### TEXT PASSAGE
———

It also helped that the Alouettes played in arguably the CFL's weakest division, year in and year out, and were virtually guaranteed a playoff spot, with home field advantage.

Trestman became a god in Montreal, with nary anyone questioning the guru's approach, even as some more sophisticated fans became worried about tendancies, and the inevitable return of the pendulum: other teams were quickly adapting, but the HC would not. Of course, questioning the guy in blogs became hazardous to one's health: why tinker with what's working?

Over the past couple of years, some developments became perplexing to us hard-core fans. There was the hiring of a ST coach who had never coached special teams before, with the expected disastrous results. But who cares, when you're still winning? So what if turnovers increased, if field position battles were increasingly lost, and the offense was producing more and more 2-and-dones (the CFL's version of 3-and-outs) from deeper in its territory? The defense's bend-but-don't break approach seemed to continue working. And who needs spectacular ST play when you have the best offense in the league?

Then, there was the hiring of a DC who changed the defensive scheme, from a Tampa Cover 2 to a 3-4 with some blitz thrown in. This is not the kind of change that initiates a lot of discussion in the less-sophisticated fan base in Montreal. Only a few nutjobs or former DL-turned-commentators noticed, and expressed concern. The others guffawed: so what? Jim Popp, the best talent finder in the CFL, will find the players who fit the system, and too bad if we let veteran leadership go when they don't fit anymore. There's more where that came from. Again, a particularity of the CFL is that you can reinvent yourself in a season or two, with the Canadian amateur draft (there are quotas) but mostly picking up American imports. Montreal has been Tweenerville for 15 years, where great 'ballers come to prove the NFL talent-evaluators wrong.

———

### MATERIAL SUPPLIED
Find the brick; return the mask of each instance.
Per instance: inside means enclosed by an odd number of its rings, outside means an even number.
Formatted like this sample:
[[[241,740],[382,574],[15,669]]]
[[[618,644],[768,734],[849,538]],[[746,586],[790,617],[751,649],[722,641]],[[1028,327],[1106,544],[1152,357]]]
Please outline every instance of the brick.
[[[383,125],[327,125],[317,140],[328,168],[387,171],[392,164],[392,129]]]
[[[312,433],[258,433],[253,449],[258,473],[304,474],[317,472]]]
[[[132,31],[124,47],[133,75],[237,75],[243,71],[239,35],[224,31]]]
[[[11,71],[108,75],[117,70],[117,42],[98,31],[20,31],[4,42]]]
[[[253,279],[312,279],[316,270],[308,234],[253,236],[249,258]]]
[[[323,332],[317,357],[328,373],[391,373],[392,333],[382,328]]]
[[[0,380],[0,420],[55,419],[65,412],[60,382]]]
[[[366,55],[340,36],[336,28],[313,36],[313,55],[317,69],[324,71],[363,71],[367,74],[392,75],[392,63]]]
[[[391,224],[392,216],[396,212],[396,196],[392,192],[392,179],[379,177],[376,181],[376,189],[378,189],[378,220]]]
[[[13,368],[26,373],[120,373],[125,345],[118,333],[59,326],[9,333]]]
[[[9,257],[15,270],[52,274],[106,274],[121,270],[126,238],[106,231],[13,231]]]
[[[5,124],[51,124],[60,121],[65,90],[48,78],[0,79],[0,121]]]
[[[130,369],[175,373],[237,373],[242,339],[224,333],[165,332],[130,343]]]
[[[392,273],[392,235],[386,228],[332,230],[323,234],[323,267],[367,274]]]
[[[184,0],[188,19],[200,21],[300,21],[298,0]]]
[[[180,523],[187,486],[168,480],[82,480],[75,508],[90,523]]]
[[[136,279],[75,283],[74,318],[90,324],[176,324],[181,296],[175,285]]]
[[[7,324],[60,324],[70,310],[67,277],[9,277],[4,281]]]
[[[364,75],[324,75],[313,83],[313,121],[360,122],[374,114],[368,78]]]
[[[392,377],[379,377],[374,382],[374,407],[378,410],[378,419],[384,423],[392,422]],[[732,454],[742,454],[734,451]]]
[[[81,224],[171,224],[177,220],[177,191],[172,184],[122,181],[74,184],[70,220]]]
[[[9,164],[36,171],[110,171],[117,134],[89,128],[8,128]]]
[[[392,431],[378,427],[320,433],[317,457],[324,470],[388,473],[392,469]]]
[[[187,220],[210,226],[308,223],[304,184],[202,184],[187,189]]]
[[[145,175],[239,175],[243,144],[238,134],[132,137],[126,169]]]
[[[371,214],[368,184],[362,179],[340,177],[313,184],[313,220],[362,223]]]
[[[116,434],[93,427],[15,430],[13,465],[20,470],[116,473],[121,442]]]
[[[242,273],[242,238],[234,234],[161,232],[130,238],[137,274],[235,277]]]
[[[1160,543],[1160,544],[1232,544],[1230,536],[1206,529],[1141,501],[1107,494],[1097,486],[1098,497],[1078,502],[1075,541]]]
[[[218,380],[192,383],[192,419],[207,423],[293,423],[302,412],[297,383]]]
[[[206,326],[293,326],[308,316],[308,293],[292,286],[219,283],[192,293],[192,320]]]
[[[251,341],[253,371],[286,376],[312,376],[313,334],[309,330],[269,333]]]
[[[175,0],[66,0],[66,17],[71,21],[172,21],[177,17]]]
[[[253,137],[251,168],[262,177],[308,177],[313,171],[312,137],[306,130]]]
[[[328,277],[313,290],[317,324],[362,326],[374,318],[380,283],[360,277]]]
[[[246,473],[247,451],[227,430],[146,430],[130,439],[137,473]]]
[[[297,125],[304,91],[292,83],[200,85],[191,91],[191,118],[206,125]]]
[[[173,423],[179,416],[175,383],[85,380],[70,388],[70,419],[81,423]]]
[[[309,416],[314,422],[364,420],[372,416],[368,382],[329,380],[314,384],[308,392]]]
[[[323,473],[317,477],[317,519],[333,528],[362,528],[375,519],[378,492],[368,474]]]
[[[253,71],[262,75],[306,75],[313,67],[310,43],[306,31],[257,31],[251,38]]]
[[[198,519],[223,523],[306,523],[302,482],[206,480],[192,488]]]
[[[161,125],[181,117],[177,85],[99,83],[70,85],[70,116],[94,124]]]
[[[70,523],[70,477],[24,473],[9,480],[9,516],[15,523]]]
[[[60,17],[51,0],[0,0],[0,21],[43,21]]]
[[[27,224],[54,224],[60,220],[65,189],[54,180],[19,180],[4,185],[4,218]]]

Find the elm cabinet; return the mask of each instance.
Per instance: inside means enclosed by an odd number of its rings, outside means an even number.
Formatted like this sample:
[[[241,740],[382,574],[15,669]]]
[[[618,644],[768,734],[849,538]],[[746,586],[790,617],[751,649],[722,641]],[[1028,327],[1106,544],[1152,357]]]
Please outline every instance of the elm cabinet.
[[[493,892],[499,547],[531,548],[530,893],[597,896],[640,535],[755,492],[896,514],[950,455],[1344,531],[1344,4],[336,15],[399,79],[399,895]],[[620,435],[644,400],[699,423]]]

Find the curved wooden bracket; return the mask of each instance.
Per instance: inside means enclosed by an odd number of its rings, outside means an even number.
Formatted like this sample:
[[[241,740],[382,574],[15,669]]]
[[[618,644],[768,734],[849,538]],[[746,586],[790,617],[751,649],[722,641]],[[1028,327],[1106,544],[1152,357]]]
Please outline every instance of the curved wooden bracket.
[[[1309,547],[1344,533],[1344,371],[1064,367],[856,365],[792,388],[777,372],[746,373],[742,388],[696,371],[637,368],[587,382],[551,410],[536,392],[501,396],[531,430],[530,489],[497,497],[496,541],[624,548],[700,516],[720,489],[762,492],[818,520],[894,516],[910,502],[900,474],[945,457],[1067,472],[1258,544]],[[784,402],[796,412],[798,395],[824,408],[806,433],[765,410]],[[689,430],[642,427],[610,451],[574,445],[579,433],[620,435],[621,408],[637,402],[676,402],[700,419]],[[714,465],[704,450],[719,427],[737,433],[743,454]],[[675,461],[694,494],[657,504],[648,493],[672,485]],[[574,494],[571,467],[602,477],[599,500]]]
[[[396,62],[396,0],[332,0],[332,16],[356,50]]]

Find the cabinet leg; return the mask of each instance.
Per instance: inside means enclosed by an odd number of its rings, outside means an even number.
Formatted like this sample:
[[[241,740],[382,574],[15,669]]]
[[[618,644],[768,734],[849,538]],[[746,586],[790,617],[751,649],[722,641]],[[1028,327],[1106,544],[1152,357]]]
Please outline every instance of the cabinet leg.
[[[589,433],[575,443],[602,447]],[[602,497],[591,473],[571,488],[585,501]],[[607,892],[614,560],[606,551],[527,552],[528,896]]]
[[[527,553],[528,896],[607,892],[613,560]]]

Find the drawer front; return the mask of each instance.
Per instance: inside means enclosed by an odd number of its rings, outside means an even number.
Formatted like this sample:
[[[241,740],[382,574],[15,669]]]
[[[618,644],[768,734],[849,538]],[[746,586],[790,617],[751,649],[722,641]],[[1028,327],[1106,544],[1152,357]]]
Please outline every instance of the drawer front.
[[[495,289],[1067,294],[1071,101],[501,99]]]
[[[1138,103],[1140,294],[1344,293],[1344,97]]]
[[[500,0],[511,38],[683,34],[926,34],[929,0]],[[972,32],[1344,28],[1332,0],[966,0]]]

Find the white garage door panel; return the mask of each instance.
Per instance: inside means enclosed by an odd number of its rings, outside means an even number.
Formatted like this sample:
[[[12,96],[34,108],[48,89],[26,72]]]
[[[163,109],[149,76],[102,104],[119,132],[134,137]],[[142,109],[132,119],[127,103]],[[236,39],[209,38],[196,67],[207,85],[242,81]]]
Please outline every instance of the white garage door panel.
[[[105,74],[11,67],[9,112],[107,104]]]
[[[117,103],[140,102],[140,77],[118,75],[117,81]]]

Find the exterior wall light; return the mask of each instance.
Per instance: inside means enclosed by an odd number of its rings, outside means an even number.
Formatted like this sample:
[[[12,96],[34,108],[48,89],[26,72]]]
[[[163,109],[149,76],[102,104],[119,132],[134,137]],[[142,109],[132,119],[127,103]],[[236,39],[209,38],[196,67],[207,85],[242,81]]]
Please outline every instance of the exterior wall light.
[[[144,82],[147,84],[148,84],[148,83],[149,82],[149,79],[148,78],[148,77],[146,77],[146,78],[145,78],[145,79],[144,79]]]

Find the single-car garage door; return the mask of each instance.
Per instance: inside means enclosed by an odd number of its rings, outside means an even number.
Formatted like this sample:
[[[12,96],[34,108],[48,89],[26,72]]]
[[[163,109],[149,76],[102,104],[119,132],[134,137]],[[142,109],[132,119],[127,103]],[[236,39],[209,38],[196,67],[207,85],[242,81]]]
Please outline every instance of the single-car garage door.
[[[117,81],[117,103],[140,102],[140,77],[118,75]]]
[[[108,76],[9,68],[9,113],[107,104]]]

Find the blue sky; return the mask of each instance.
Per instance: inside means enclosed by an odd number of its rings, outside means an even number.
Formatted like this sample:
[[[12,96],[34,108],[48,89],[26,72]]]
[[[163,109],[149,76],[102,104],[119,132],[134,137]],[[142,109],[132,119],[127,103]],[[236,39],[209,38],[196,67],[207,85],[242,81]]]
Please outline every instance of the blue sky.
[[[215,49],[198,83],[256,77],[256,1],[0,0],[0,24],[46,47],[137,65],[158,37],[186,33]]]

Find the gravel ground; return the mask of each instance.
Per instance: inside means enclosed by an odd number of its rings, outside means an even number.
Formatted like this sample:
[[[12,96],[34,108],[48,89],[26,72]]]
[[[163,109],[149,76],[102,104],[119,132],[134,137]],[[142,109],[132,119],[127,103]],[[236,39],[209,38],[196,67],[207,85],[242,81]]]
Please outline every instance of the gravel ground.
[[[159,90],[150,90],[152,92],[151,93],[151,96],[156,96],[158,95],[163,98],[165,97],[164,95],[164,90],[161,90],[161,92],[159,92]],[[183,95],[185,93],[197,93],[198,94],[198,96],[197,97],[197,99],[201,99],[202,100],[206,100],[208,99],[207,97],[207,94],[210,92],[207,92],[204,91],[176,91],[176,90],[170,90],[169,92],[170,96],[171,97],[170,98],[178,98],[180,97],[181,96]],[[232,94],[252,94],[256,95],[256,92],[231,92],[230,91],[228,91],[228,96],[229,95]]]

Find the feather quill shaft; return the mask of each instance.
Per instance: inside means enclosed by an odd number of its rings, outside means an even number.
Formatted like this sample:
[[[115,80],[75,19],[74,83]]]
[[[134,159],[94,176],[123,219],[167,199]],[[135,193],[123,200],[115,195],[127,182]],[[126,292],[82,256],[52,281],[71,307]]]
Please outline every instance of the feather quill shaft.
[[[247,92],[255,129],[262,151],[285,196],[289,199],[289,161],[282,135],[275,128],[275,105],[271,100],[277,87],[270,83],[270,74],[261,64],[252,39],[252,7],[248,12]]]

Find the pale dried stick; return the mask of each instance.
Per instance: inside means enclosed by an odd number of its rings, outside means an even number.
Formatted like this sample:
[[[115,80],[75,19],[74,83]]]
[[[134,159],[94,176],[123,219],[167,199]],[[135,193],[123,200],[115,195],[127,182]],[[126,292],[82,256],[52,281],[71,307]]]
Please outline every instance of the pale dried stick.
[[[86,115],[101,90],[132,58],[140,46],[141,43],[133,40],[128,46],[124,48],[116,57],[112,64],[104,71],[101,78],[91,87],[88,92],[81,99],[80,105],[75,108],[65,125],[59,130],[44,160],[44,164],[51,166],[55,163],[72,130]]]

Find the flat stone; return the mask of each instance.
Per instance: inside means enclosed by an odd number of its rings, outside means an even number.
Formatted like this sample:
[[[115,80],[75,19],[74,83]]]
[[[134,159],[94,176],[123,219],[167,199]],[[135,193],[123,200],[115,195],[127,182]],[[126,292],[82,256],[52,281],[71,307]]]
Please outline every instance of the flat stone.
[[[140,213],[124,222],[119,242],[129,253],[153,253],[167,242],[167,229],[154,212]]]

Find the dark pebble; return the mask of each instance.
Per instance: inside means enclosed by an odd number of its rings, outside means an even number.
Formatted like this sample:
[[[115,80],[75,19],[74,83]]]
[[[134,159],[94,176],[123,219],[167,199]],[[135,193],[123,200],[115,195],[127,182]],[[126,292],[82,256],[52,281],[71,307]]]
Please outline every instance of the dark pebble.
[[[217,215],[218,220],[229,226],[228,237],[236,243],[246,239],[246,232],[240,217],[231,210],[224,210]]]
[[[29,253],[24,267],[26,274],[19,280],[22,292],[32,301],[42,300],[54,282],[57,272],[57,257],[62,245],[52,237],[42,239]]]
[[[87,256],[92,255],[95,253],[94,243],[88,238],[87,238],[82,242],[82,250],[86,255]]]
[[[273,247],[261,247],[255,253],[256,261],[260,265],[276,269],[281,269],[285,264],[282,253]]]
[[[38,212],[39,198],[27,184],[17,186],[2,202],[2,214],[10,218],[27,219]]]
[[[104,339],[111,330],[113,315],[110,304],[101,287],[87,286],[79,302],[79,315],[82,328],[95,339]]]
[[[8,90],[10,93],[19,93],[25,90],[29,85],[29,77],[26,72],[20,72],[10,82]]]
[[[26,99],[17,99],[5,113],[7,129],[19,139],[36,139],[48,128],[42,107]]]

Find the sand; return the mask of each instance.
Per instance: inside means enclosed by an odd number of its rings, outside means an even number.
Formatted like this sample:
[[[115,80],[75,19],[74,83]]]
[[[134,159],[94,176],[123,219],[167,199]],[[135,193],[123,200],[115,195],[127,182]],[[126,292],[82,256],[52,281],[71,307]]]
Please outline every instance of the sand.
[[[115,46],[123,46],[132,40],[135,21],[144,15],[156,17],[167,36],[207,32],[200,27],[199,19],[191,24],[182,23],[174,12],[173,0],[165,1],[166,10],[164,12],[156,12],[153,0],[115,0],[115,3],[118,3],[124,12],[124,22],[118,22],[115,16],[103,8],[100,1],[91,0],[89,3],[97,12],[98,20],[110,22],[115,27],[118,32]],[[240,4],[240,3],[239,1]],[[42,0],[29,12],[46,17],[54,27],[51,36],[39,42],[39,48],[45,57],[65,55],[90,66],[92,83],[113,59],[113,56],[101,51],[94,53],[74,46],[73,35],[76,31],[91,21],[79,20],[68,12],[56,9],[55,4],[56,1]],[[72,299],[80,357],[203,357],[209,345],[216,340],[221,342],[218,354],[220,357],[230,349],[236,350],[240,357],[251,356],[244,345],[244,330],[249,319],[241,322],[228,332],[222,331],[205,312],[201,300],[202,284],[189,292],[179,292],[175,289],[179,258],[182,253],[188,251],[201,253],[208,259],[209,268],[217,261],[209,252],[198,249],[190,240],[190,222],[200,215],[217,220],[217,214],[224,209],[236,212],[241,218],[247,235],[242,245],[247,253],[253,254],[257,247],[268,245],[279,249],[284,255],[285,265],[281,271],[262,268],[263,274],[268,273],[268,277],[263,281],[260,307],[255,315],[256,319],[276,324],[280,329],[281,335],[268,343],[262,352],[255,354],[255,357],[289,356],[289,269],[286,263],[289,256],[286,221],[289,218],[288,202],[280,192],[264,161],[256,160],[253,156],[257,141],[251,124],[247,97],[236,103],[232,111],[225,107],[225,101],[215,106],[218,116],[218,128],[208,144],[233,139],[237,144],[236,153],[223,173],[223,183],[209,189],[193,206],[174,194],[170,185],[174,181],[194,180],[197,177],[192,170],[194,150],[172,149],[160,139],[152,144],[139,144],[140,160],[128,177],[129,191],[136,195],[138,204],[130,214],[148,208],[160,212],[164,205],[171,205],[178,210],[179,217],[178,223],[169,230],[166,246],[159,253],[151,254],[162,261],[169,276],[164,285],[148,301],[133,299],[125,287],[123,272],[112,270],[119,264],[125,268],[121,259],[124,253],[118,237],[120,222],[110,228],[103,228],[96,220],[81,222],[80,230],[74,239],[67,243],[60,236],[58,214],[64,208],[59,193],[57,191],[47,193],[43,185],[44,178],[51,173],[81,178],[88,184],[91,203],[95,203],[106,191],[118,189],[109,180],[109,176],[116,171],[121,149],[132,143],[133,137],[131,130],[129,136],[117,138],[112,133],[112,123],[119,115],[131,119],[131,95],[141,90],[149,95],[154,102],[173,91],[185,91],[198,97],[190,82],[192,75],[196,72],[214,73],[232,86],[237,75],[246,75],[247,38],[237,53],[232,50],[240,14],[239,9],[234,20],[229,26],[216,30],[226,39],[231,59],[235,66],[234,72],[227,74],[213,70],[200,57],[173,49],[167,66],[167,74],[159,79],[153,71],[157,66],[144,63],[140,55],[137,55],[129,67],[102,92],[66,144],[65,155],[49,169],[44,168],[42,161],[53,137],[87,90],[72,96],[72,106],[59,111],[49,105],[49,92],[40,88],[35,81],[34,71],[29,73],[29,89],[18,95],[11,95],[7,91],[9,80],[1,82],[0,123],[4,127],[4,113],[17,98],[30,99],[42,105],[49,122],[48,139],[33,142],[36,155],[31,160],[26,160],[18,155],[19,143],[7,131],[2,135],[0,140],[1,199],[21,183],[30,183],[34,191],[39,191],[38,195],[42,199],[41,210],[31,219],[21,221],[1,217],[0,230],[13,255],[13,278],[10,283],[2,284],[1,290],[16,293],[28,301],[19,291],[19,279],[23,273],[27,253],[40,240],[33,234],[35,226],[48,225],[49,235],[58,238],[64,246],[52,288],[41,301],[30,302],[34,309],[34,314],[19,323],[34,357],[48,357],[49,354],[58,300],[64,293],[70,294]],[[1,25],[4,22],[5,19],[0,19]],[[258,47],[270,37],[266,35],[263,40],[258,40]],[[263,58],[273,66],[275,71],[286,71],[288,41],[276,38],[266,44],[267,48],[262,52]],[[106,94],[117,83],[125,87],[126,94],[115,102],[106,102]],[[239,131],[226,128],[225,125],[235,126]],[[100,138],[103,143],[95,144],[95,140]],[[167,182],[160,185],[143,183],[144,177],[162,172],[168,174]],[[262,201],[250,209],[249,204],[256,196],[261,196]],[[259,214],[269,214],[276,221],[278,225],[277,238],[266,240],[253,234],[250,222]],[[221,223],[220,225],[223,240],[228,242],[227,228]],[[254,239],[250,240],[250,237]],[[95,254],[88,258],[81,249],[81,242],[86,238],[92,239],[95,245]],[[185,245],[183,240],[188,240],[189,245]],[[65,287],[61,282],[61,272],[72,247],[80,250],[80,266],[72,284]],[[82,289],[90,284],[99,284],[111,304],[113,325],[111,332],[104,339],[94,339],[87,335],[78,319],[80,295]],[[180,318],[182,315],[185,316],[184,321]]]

———

### THINGS TO DO
A) In the Alouettes text, why did most Montreal fans shrug off the new defensive coordinator's change of scheme? Answer in one to three sentences.
B) According to the Alouettes text, what defensive scheme did the new defensive coordinator move away from?
C) Extend the Alouettes text from where it stops.

### ANSWERS BY TASK
A) They assumed Jim Popp, whom they saw as the best talent finder in the CFL, would find players who fit the new system. They also believed that if veterans who no longer fit were let go, more players were available, since a CFL team can reinvent itself in a season or two through the Canadian amateur draft and, mostly, American imports.

B) A Tampa Cover 2.

C)
A funny thing happened in the 2012 season with this DC, though. The proverbial chickens came home to roost, with this latest Trestman gamble: defensive players revolted, at times in front of cameras during games. Shouting matches with the DC happen, mind you, but not so systematically, with veterans begging for certain adjustments, only to be succeeded by disgust when the DC wouldn't comply, or the HC would not step in. Indiscipline hurts in many ways, and penalties are one of them; frustration bubbled over, and no matter how great the offensive fireworks, the uneven defense and lousy ST play ended up hurting the team, with a disastrous and predictable showing in the playoffs.

As disturbing developments started to mount, I started to do a bit of digging into the circumstances of Trestman being available to the Alouettes. An OC with his track-record leaving the NFL seemingly before the next step (HC consideration) to go coach at NC State (more known for its hoops than gridiron greatness) did sound suspect at the time. Going back to the early 90's, there had been whispers that Trestman, a brainy guy, was not the easiest to work with on coaching staffs, with a somewhat abrasive style that rubbed former players-turned-coaches the wrong way. His evident intellectual superiority did not mask the fact that teamwork carries the day on coaching staffs, and that no facet of the game exists in a vaccuum.

A storyline began to form in my mind: no one was going to challenge Trestman, as long as he was winning, because no one had the werewithal to do so in Montreal, not even Jim Popp, too proud of having attracted top NFL coaching talent to eventually admit a mistake. Coordinators can be fired, players can be found to fit systems, with no one being the wiser in a less-sophisticated media and fan environment.

This off-season, coaches started leaving Montreal in droves, leaving a bleak picture whereby Trestman would have a brand new staff again (new OC, DC, ST, etc.). Would he make the same strategic mistakes, choosing the wrong guy? His OC would be in name only again, with the HC really the ones calling the plays, à la Sean Payton; his DC would find a disastrous situation waiting, trying to make the most out of having a quick-strike offense leaving a defense hung out to dry too often in terms of time of possession and balance. The fact that soon-to-be 41 year old Anthony Calvillo would again be there may not be enough to allow yet another CFL equivalent of the Manning-era Colts situation (all-offense, defense almost an afterthought) to lead to playoff participation, especially with the rest of the Eastern division finally catching up.

I'm not privy to the personnel and coordinator challenges awaiting Trestman in Chicago, but to this casual observer, it does not seem like an ideal match.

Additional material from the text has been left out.